>>>

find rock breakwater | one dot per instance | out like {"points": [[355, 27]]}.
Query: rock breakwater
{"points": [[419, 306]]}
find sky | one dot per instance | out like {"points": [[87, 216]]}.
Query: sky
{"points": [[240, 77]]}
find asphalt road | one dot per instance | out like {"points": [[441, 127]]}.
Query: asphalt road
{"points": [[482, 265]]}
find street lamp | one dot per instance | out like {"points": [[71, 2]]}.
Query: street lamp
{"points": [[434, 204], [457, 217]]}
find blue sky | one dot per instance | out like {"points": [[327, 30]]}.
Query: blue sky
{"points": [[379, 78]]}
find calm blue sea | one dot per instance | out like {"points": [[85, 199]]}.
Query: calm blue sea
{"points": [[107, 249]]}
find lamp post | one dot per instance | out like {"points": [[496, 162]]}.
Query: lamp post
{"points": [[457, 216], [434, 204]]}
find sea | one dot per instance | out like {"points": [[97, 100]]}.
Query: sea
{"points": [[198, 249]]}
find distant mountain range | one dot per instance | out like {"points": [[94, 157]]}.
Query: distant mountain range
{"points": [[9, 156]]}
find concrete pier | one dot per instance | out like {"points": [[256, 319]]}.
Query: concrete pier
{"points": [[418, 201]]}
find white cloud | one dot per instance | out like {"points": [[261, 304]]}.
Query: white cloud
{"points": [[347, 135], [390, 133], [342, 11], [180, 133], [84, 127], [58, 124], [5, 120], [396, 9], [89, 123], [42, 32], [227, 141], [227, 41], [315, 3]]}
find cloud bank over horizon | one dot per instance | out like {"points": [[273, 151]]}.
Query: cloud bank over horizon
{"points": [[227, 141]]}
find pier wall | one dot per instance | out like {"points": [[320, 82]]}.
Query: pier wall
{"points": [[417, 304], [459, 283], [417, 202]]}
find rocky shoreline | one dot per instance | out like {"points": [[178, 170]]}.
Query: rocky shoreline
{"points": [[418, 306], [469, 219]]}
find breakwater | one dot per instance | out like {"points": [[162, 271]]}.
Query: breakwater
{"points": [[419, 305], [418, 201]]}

<<<

_BRIEF_
Repeat every entry above word for word, from start to finish.

_EXERCISE ANSWER_
find rock breakwater | one dot per instance | out like {"points": [[355, 27]]}.
Query: rock breakwater
{"points": [[419, 306]]}
find sky | one dot per instance | out like {"points": [[87, 216]]}.
Query: sky
{"points": [[240, 77]]}
find asphalt road | one dot per instance | out like {"points": [[441, 127]]}.
Query: asphalt road
{"points": [[482, 265]]}
find street lamp | one dot per instance | out like {"points": [[71, 2]]}.
Query: street lamp
{"points": [[434, 204], [457, 217]]}
find blue sky | one dot per instance | out like {"points": [[327, 30]]}.
Query: blue sky
{"points": [[379, 78]]}
find calm blue sea | one dot per instance | out like {"points": [[85, 199]]}.
Query: calm blue sea
{"points": [[107, 249]]}
find lamp post | one dot per instance | out like {"points": [[496, 162]]}.
Query: lamp post
{"points": [[457, 216], [434, 204]]}
find sea | one dot per instance | out like {"points": [[97, 100]]}.
Query: sea
{"points": [[198, 249]]}
find distant mountain range | one dot per instance | out like {"points": [[94, 157]]}.
Query: distant mountain range
{"points": [[9, 156]]}
find concrete pier | one dot per instance | out like {"points": [[256, 319]]}.
Query: concrete pier
{"points": [[418, 201]]}
find white cloud | one dot per instance | out like {"points": [[261, 304]]}.
Query: white cloud
{"points": [[347, 135], [390, 133], [342, 11], [180, 133], [84, 127], [58, 124], [5, 120], [396, 9], [89, 123], [42, 32], [227, 141], [227, 41], [315, 3]]}
find cloud bank over horizon | one dot per instance | out like {"points": [[273, 151]]}.
Query: cloud bank over horizon
{"points": [[227, 141]]}
find pier wall | one dot per instance | out like {"points": [[320, 82]]}.
Query: pier wall
{"points": [[417, 304], [459, 283], [417, 202]]}
find rocky shoreline | one dot per instance | out like {"points": [[178, 170]]}.
Query: rocky shoreline
{"points": [[418, 306], [469, 219]]}
find breakwater | one dot per instance | out like {"points": [[162, 271]]}.
Query: breakwater
{"points": [[419, 305], [418, 201]]}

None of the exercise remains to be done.